### Directive
Tally the lines below that contain the string "mask", matching case exactly. Give only the number.

### Saved data entries
◇ ◇ ◇

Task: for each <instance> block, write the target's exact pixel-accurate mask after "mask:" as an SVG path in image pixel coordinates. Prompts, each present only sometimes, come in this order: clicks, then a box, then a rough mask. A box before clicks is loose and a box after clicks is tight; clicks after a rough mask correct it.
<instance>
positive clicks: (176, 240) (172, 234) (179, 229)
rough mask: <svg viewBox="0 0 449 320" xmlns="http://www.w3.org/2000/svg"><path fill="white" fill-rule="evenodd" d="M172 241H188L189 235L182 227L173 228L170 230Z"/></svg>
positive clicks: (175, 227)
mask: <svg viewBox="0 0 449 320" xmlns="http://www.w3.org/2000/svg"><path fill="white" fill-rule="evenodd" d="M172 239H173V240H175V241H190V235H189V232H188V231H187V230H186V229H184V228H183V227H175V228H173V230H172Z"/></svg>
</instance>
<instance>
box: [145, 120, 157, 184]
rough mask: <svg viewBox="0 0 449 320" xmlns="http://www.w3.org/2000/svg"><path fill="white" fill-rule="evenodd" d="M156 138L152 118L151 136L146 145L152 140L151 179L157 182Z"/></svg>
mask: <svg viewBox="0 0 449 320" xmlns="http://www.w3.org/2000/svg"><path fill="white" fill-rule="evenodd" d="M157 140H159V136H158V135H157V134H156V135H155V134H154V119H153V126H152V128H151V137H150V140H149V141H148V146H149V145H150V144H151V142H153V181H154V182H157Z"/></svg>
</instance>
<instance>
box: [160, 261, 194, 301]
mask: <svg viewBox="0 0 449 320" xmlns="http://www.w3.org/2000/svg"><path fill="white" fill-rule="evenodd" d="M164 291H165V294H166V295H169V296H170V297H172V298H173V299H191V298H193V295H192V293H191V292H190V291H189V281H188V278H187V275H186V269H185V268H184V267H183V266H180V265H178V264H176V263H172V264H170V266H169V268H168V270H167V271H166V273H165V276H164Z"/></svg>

◇ ◇ ◇

### Exercise result
6